• [Problem description] Extract every line of the entries below and reproduce each one character for character, with nothing altered, added, or left out.

+++++

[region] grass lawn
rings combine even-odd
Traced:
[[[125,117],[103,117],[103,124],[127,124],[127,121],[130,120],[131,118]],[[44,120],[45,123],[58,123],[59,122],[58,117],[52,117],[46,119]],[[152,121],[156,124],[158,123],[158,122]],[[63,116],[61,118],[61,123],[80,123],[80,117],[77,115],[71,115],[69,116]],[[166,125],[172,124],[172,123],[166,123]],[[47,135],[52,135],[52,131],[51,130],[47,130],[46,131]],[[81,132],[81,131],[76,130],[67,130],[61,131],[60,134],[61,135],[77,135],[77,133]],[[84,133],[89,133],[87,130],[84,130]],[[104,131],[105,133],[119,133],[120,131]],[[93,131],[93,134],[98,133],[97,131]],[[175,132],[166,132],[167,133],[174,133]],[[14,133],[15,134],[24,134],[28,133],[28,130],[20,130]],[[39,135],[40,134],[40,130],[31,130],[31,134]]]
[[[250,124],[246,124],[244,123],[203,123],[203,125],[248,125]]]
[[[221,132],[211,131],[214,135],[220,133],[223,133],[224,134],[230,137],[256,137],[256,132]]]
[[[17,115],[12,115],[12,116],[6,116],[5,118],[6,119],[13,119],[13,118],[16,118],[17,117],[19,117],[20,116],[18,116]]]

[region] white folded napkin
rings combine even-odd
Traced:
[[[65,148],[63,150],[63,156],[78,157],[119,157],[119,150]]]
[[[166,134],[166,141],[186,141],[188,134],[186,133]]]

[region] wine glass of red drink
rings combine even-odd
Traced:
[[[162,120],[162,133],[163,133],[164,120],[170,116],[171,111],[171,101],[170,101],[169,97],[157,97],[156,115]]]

+++++

• [Final answer]
[region] grass lawn
rings combine even-odd
Traced:
[[[125,117],[103,117],[103,124],[127,124],[127,121],[130,120],[131,118]],[[44,120],[45,123],[58,123],[59,122],[58,117],[52,117],[46,119]],[[152,121],[156,124],[158,123],[158,122]],[[63,116],[61,118],[61,123],[80,123],[80,117],[77,115],[71,115],[69,116]],[[166,125],[172,124],[172,123],[166,123]],[[47,135],[52,135],[52,131],[51,130],[47,130],[46,131]],[[81,132],[81,131],[76,130],[67,130],[61,131],[60,134],[61,135],[77,135],[77,133]],[[84,133],[89,133],[87,130],[84,130]],[[104,131],[105,133],[119,133],[120,131]],[[93,131],[93,134],[98,133],[97,131]],[[175,132],[166,132],[167,133],[174,133]],[[14,133],[15,134],[24,134],[28,133],[28,130],[20,130]],[[39,135],[40,134],[40,130],[31,130],[31,134]]]
[[[250,124],[246,124],[244,123],[203,123],[203,125],[248,125]]]
[[[221,132],[211,131],[214,135],[220,133],[223,133],[224,134],[230,137],[256,137],[256,132]]]
[[[17,115],[12,115],[12,116],[6,116],[5,118],[6,119],[13,119],[13,118],[16,118],[17,117],[19,117],[20,116],[18,116]]]

[region] white folded napkin
rings combine even-odd
Traced:
[[[65,148],[63,150],[63,156],[78,157],[119,157],[119,150]]]
[[[166,134],[166,141],[186,141],[188,134],[186,133]]]

[region] wine glass of red drink
rings combine even-odd
Traced:
[[[162,120],[162,133],[163,133],[164,120],[170,116],[171,111],[171,101],[170,101],[169,97],[157,97],[156,115]]]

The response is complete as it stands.